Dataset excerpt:
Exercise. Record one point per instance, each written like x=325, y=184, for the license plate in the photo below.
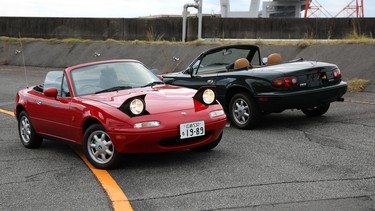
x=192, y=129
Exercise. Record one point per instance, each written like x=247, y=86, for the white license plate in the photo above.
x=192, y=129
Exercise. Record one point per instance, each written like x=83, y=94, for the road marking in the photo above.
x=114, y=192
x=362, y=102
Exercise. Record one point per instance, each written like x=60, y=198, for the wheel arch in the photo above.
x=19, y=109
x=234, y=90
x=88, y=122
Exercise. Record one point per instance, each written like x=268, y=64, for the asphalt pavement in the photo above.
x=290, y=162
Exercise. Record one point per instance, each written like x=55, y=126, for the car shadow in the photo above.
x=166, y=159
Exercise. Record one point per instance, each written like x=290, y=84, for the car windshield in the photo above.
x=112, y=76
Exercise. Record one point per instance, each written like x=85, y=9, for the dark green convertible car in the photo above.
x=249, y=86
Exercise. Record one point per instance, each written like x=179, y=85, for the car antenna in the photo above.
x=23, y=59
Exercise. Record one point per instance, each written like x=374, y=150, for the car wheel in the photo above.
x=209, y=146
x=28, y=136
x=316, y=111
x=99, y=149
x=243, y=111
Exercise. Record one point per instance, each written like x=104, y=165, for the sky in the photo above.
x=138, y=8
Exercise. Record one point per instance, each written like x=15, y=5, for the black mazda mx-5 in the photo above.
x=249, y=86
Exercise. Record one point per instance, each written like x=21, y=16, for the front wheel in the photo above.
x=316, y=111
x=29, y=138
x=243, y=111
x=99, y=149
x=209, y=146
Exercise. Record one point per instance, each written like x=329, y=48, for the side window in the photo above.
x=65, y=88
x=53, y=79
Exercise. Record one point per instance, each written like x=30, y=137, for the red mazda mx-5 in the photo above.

▶ _To be done_:
Please update all the records above by replacing every "Record" with "Mark" and keeping everything else unchanged. Leave the pictures out of your answer.

▶ _Expected answer_:
Exercise. Mark one point per instance, each written like x=325, y=184, for the license plate in the photo below.
x=192, y=129
Exercise. Mark one point per instance, each written like x=247, y=86, for the white license plate in the photo above.
x=192, y=129
Exercise. Mark one point per instance, each written like x=83, y=94, for the road marking in the photo above.
x=114, y=192
x=362, y=102
Exercise. Mark one point per instance, each written like x=60, y=198, for the wheel arch in the photo above.
x=19, y=109
x=234, y=90
x=88, y=122
Exercise. Mark one point per instance, each written like x=268, y=64, for the asphalt pavement in the photo above.
x=290, y=162
Exercise. Mark one point per instance, each written like x=55, y=126, for the car shadow in the photo above.
x=166, y=159
Exercise. Mark one point per instance, each written like x=290, y=84, for the car windshield in the photo above.
x=112, y=76
Exercise. Mark one point per instance, each written like x=85, y=9, for the dark green convertible car in the photo above.
x=249, y=86
Exercise. Mark one point per instance, each written like x=179, y=85, for the car antenna in the photo above.
x=23, y=59
Exercise. Mark one point per instance, each written like x=374, y=150, for the car wheel in the photo above.
x=209, y=146
x=28, y=136
x=316, y=111
x=99, y=149
x=243, y=111
Exercise. Mark one point per instance, each written like x=104, y=165, for the sky in the photo above.
x=138, y=8
Exercise. Mark one point per instance, each written like x=15, y=5, for the black mazda mx-5 in the photo above.
x=249, y=86
Exercise. Mark one point per instance, each written like x=21, y=16, for the front wheel in the photo above.
x=316, y=111
x=29, y=138
x=243, y=111
x=99, y=149
x=209, y=146
Exercise. Mark one point per instance, each written like x=329, y=48, for the side window in the photo above.
x=65, y=88
x=53, y=79
Exercise. Mark one point per instance, each written like x=30, y=137, for the red mazda mx-5 in the photo above.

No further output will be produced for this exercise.